##### Teks Sumber
Bagaimana Pribadi yang mengatasi diri menurut frankl Dalam pergulatan mencari jawaban atas eksistensinya, manusia dihadapkan pada paradoks-paradoks, yang mencakup beberapa aspek: fisik vs nonfisik; kesadaran vs ketidaksadaran; orientasi diri vs sesama manusia.
a. Fisik vs Spiritual
Secara lahiriah manusia terdiri dari aspek fisik (biologis). Konsekuensi dari aspek biologis ini manusia terikat dengan hukum fisik seperti lapar, sakit, mencari kepuasan biologis, tertarik pada dunia materi, dan sebagainya.
Di sisi lain, manusia juga terdiri atas aspek-aspek nonfisik, yaitu psikis, sosial, dan spiritual. Aspek biologis dan aspek spiritual kita ketahui sebagai dua kutub yang berlawanan. Sehubungan dengan kecenderungan manusia untuk mencari kepuasan biologis atau dunia materi, Viktor Frankl, psikolog dari akhir abad XIX yang ikut mengembangkan psikoterapi, menyatakan bahwa semakin seseorang memaksa mendorong dirinya ke arah kesenangan, ia akan semakin kurang mampu menikmati kesenangan. Kendati terdapat kecenderungan mencari kesenangan, di sisi lain usaha untuk itu justru akan menghalangi seseorang mencapai kepuasan (kebahagiaan).
##########
##### Materi yang Disediakan
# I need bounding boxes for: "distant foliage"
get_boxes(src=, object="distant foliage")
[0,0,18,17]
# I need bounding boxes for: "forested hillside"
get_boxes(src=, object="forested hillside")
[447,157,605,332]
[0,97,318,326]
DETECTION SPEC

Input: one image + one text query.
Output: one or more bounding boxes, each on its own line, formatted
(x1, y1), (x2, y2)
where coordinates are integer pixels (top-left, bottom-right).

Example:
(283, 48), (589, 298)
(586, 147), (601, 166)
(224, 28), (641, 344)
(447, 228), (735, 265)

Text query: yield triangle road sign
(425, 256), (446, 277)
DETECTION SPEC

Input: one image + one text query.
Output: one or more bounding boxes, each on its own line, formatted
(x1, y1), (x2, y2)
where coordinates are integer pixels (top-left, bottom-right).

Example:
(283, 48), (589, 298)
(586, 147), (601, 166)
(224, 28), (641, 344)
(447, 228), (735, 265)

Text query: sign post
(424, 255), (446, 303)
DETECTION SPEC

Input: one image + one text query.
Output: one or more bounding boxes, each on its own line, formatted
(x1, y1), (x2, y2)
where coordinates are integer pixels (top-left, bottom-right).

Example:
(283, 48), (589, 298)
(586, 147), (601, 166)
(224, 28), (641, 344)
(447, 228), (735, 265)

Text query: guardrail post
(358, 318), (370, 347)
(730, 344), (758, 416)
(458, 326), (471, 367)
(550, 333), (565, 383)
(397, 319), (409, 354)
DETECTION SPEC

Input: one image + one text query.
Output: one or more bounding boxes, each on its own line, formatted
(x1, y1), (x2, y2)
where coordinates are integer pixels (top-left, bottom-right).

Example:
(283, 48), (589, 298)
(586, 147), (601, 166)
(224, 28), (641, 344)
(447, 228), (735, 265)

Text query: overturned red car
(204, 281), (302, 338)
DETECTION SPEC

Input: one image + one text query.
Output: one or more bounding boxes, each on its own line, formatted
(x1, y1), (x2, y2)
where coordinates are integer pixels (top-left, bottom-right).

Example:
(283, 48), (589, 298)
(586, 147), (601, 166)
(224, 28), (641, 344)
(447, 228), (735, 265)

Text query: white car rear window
##########
→ Petunjuk Latihan: Sebutkan semua paradoks yang dihadapi manusia dalam mencari jawaban atas eksistensinya menurut teks sumber di atas.

→ Jawaban Soal:
- Fisik vs nonfisik
- Kesadaran vs ketidaksadaran
- Orientasi diri vs sesama manusia